>> Begin
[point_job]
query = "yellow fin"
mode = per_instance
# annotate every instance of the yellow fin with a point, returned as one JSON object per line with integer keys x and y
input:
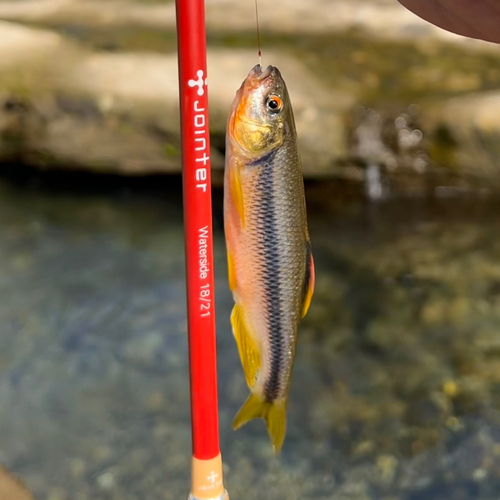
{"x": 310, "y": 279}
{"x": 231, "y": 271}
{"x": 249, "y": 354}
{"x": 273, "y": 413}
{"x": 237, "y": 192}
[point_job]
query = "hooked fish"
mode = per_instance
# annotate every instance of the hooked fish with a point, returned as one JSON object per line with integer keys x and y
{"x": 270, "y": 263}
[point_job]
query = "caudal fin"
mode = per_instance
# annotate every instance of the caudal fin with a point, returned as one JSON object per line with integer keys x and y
>> End
>> Begin
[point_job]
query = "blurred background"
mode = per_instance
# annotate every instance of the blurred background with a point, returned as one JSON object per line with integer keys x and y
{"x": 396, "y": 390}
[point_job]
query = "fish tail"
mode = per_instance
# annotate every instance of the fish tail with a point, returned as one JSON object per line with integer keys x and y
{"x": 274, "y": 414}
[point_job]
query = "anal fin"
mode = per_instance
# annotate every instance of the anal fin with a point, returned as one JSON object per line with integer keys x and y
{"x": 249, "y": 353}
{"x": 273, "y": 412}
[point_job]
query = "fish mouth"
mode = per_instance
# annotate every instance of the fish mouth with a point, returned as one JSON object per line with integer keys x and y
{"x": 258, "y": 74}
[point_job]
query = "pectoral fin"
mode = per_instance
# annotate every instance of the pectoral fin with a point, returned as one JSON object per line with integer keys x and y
>> End
>> Begin
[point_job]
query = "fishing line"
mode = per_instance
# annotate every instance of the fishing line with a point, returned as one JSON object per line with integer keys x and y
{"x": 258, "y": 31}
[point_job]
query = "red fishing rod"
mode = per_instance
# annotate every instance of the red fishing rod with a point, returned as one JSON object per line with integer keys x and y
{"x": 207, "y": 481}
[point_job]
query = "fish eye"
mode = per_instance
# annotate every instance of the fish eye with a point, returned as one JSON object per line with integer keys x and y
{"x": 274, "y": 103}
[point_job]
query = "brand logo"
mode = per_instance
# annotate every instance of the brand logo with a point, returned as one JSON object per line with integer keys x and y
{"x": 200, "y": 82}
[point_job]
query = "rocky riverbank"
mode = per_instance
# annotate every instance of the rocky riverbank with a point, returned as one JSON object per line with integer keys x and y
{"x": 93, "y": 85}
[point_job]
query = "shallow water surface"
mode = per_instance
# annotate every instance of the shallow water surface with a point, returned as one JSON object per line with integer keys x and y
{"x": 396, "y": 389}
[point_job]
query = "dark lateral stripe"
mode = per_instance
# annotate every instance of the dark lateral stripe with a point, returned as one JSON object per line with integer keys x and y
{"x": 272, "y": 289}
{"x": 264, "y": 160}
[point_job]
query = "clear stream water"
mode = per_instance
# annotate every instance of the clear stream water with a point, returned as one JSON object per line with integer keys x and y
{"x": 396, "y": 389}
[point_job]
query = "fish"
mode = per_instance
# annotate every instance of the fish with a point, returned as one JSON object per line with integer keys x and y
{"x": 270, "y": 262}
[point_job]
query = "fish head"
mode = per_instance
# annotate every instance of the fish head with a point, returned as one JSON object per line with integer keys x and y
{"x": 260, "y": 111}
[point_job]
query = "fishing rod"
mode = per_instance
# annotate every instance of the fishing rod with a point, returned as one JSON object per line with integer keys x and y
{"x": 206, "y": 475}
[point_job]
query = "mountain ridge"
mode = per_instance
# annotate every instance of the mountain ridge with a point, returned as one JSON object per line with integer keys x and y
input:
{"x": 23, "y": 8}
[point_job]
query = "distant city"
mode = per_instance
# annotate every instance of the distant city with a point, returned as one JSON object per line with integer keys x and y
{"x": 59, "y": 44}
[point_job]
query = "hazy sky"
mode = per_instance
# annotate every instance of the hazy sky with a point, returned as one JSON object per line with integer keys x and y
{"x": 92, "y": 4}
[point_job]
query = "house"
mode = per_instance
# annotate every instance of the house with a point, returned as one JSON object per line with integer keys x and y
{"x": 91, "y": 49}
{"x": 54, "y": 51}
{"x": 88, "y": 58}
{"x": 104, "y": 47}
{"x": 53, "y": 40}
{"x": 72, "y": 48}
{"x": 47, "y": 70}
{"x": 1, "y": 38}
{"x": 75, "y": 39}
>> End
Work instructions: Copy out every line in the entries above that contains the word "lateral".

Result for this exercise:
query = "dark lateral stripe"
# annotate every instance of the dark lateral stripe with a point, returned as one JSON object per line with integer keys x and y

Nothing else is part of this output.